▸ **Exercise set**
1. In the passage on the C preprocessor, rewrite the part that opens with the words containing "There has never been a" and closes with "to port them.", substituting "macro processor" for "preprocessor".
2. Answer these questions using the passage on the C preprocessor.
(a) What difficulty did programs using more than the very basic preprocessor features cause?
(b) What was the primary job of the Standard?
(c) On what grounds did the Standard not worry much about backwards compatibility for the advanced features?

▸ **Excerpted passage**
++++++++++++++++++++

There has never been a widely accepted formal standard for a lot of what the preprocessor does and differing versions of it have been implemented in different systems. As a result, programs using anything other than the very basic features have proved to be a problem: it's hard to port them.

The primary job of the Standard was to define the behaviour of the preprocessor in line with common practice; this has been done and will not surprise anyone who was familiar with Old C. The Standard has gone further, amid an element of controversy, and specifies a number of additional features that were pioneered in some of the preprocessor's more popular dialects. The controversy results from the fact that although these features may be useful, there has never been much agreement on how to implement them. On the grounds that programs using these techniques were clearly non-portable already, the Standard has not worried too much about backwards compatibility in these areas. The fact that there is now a standard for these advanced features should improve the overall portability of C programs in the future.

++++++++++++++++++++

▸ **Extracted records**

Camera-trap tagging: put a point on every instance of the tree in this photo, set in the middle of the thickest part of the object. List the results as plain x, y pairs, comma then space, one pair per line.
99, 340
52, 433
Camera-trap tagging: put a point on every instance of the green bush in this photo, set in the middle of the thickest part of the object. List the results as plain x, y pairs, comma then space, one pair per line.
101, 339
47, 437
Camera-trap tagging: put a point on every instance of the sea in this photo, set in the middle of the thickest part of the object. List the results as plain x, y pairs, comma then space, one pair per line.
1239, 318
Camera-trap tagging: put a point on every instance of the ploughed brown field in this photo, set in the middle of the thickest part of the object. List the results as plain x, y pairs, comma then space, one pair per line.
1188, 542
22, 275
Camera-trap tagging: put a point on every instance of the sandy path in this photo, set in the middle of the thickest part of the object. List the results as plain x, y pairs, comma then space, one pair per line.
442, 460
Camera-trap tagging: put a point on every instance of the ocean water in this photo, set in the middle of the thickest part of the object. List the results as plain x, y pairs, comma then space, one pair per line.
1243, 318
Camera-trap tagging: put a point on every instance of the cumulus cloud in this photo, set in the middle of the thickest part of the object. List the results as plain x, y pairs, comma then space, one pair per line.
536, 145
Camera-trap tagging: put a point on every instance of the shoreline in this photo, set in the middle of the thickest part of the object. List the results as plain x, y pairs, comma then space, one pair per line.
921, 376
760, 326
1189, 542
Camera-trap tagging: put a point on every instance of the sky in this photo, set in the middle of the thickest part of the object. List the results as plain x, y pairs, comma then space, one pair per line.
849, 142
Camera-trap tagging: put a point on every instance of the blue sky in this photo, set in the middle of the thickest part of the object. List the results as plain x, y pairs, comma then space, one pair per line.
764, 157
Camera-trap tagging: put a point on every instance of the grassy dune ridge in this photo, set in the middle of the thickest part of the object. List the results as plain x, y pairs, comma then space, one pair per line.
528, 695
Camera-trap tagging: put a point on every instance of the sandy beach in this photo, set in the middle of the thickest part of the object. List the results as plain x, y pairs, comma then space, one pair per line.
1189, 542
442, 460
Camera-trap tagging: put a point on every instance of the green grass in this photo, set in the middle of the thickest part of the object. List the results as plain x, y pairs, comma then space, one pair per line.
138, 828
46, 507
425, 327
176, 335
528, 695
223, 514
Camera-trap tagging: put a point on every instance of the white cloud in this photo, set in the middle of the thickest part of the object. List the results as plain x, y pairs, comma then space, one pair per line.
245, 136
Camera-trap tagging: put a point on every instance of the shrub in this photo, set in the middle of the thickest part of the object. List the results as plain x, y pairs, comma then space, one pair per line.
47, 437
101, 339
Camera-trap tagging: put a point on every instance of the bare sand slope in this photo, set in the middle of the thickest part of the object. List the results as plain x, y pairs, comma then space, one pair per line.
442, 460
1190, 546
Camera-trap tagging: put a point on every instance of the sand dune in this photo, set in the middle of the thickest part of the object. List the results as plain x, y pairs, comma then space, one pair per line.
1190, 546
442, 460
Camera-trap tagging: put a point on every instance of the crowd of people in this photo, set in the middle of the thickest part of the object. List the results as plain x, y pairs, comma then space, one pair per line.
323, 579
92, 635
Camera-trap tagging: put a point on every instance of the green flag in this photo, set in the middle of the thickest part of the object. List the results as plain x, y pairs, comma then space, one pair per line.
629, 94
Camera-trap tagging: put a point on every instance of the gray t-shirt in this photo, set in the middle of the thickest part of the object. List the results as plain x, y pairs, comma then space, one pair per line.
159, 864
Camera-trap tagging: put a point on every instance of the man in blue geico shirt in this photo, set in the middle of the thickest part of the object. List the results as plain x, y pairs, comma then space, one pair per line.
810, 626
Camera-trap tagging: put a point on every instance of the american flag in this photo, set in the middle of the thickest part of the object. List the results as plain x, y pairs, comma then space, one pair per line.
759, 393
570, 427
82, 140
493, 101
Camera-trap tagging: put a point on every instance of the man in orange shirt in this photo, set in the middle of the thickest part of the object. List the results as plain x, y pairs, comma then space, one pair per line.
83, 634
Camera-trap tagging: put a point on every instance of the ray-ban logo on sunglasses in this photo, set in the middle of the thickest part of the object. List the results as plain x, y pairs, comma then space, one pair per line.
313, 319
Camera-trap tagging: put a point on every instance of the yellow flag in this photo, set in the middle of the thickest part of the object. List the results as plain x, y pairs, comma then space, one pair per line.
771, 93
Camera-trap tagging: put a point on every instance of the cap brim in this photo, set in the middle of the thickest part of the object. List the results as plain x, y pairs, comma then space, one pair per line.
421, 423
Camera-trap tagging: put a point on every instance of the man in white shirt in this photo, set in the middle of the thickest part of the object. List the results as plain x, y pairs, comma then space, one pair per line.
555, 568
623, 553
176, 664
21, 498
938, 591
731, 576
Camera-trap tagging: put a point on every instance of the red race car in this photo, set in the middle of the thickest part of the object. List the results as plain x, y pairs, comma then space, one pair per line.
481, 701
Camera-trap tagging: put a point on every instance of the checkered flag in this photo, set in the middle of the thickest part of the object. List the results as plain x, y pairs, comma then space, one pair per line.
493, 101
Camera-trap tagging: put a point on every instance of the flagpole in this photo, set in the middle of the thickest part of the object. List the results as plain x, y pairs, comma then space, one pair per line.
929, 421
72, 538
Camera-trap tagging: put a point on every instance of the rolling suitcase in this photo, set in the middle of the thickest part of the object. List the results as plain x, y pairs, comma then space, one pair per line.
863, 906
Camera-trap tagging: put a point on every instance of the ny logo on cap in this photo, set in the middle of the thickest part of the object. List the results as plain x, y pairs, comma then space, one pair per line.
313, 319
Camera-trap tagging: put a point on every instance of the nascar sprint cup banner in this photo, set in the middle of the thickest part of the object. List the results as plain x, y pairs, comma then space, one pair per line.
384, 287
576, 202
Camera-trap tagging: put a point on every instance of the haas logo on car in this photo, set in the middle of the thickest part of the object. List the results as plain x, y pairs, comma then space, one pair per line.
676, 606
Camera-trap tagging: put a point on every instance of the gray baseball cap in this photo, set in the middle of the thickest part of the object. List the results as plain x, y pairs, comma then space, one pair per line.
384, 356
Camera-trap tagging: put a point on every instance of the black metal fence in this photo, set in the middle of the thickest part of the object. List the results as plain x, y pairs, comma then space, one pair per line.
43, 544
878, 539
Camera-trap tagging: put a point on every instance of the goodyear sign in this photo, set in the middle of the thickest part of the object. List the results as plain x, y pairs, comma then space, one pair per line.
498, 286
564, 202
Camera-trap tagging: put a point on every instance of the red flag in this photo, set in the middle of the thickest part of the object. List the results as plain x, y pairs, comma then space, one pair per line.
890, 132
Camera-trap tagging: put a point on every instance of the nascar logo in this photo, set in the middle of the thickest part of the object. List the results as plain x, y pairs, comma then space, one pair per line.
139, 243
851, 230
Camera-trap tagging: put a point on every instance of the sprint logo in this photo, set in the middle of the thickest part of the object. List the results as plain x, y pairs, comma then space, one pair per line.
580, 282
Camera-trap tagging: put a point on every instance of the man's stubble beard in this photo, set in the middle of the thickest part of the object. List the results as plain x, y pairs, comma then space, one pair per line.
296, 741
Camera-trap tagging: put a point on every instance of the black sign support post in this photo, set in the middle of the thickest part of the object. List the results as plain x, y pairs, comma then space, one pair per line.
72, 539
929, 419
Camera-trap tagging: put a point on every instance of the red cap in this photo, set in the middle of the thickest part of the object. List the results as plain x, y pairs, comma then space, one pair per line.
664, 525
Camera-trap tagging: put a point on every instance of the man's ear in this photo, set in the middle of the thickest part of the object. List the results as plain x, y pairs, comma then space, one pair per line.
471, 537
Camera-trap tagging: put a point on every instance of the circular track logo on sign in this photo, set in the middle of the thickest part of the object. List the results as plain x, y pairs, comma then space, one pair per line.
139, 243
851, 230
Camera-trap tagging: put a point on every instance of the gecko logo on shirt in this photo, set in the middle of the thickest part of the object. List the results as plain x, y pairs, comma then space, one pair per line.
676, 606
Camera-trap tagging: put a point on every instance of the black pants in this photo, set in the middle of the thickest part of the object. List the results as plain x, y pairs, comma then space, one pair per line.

++++++++++++++++++++

▸ **Results**
1.
There has never been a widely accepted formal standard for a lot of what the macro processor does and differing versions of it have been implemented in different systems. As a result, programs using anything other than the very basic features have proved to be a problem: it's hard to port them.

2.
(a) They were hard to port.
(b) To define how the preprocessor behaves in line with common practice.
(c) Programs using those techniques were clearly non-portable already.